REQUIREMENT 1: In the passage below on PDFNet SDF documents and filters, what is named as the starting SDF object, or root node, in every document?
REQUIREMENT 2: Proceed with the passage below on PDFNet SDF documents and filters, picking up right after its final sentence.
— Start of PASSAGE SHOWN —
Filter dec_stm = stream.GetDecodedStream();
FilterReader reader = new FilterReader(dec_stm);
// Write decoded data to the output file.
// First open the file
StdFile out_file = new StdFile("out.bin",
PDFNet.StdFile.OpenMode.e_read_mode);
FilterWriter writer = new FilterWriter(out_file);
writer.WriteFilter(reader);
writer.Flush();
For a more complete discussion on PDFNet Filters see PDFNet Streams and Filters.
The overview of SDF object model in not complete without mentioning SDF Doc. SDF Doc brings together document security, document utility methods, and all SDF objects.
A SDF document can be created from scratch using a default constructor:
Doc mydoc = new Doc(); Obj trailer = mydoc.GetTrailer();
SDF document can be also created from an existing file (e.g. an external PDF document):
Doc mydoc = new Doc("in.pdf");
Obj trailer = mydoc.GetTrailer();
or from a memory buffer or some other Filter/Stream such as a HTTP Filter connection:
MemoryFilter memory = .... Doc mydoc = new Doc(memory); Obj trailer = mydoc.GetTrailer();
Finally SDF document can be accessed from a high-level PDF document as follows:
PDFDoc doc = new PDFDoc("in.pdf");
Doc mydoc = doc.GetSDFDoc();
Obj trailer = mydoc.GetTrailer();
Note that the examples above used doc.GetTrailer() in order to access document trailer, the starting SDF object (root node) in every document. Following the trailer links, we can visit all low-level objects in a document (e.g. all pages, outlines, fonts, etc).
SDF Doc also provides utility methods used to import objects and object collections from one document to another. These methods can be useful for copy operations between documents such as a high-level page merge and document assembly.
One of the basic building blocks of a PDF document is a SDF stream object. For example, in a PDF document all page content, images, embedded fonts, and files are represented using object streams that can be compressed and encrypted using various Filter chains. See "Stream Objects" and "Filters" chapters in the PDF Reference Manual for more details.
PDFNet supports an efficient and flexible architecture for processing stream using Filter pipelines.
A Filter is an abstraction of a sequence of bytes, such as a file, an input/output device, an inter-process communication pipe, or a TCP/IP socket. A filter can also perform certain transformations of input/output data (e.g. data compression/decompression, color conversion, etc.)
PDFNet provides a generic input/output filter for external files using StdFile class. Use the StdFile class to read from, write to, open, and close files on a file system. For example,
StdFile myfile = new StdFile("in.jpg",
StdFile.OpenMode.e_read_mode);
opens an external image file for reading. StdFile buffers input and output for better performance. Although it is possible to read input data directly through the Filter interface (StdFile is a Filter), it is more convenient to attach a FilterReader to the filter and then read data through FilterReader interface:
// C#
FilterReader reader = new FilterReader(myfile);
int bytes;
while((bytes = reader.Read(buffer)) != 0)
{
}
Data associated with SDF stream objects can be accessed using Stream.GetRawStream() or Stream.GetDecodedStream() methods.
— End of PASSAGE SHOWN —
— Start of SUPPLIED INFORMATION —
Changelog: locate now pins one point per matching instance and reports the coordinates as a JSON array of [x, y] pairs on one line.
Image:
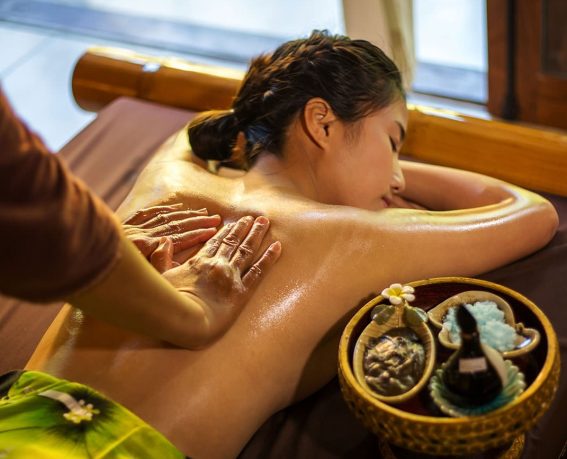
— End of SUPPLIED INFORMATION —
TASK ANSWER 1: The document trailer.

TASK ANSWER 2:
// C# sample
void Extract(Obj stream)
{
Filter dec_stm = stream.GetDecodedStream();
FilterReader reader = new FilterReader(dec_stm);
int bytes;
while((bytes = reader.Read(buffer)) != 0)
{
}
}
Stream.GetRawStream() creates a Filter used to extract raw data as it appears in serialized document (or a decrypted version of the stream if the document is secured). Stream.GetDecodedStream() creates a Filter pipeline and returns the last filter in the chain. For example, a given stream may be compressed using JPEG (DCTDecode) compression and encoded using ASCII85 into a ASCII stream. When GetDecodedStream() is invoked on this SDF stream, it will return the last filter in the chain that contains three filters (file segment input filter, DCTDecode, and ASCII85Decode Filter respectively). Data extracted from the returned Filter will be raw image data (i.e. RGB triplets).
It is possible to iterate through the Filter chain using Filter.GetAttachedFilter() method. For example, the following code snippet prints out all the Filter names in the filter chain.
// C# sample
Filter attached_flt;
Filter cur_flt = dec_stm;
while (attached_flt = cur_flt.GetAttachedFilter())
{
Console.WriteLine(cur_flt.GetName());
cur_flt = attached_flt;
}
It also possible to construct new and edit existing filter chains using Filter.AttachFilter(flt) method.
In order to open an external file Filter for writing using PDFNet use StdFile class is follows:
StdFile myfile = new StdFile("out.txt",
StdFile.OpenMode.e_write_mode);
After the output file filter/stream is opened you can output data using FilterWriter class:
FilterWriter writer = new FilterWriter(myfile);
writer.WriteString("Hello World");
writer.Flush();
Output filters can also be chained in order to compress and transform data (e.g. data encoding, color-conversion, image resampling, etc). The following sample creates an output filter chain that compresses data using Flate compression method and than encodes compressed data using ASCII85. The last filter in the chain is the output file that will contain the resulting data:
Filter myfile = new StdFile("out.bin",
StdFile.OpenMode.e_write_mode);
// attach the output of ascii85 to myfile
Filter ascii85 = new ASCII85Encode(myfile);
// attach the output of flate to ascii85
Filter flate = new ASCII85Encode(ascii85);
FilterWriter writer = new FilterWriter(flate);
writer.WriteString("Hello World");
writer.Flush();
PDFNet provides full support for all common Filters used in PDF. Although included Filters should cover all common use case scenarios, advanced users may want to provide custom implementations for certain filters (e.g. custom color conversion, or a new compression method). PDFNet provides an open and expandable architecture for creation of custom filters. To implement a custom Filter, derive a new class from Filter base class and implement the required interface. A more detailed guide for implementing custom Filters is available through PDFTron Systems developer program. Please contact support @pdftron.com for more details.
PDF documents can be secured and encrypted using various encryption schemes. PDFNet provides support for standard security handler and provides an extension mechanism through which users can register custom security handlers.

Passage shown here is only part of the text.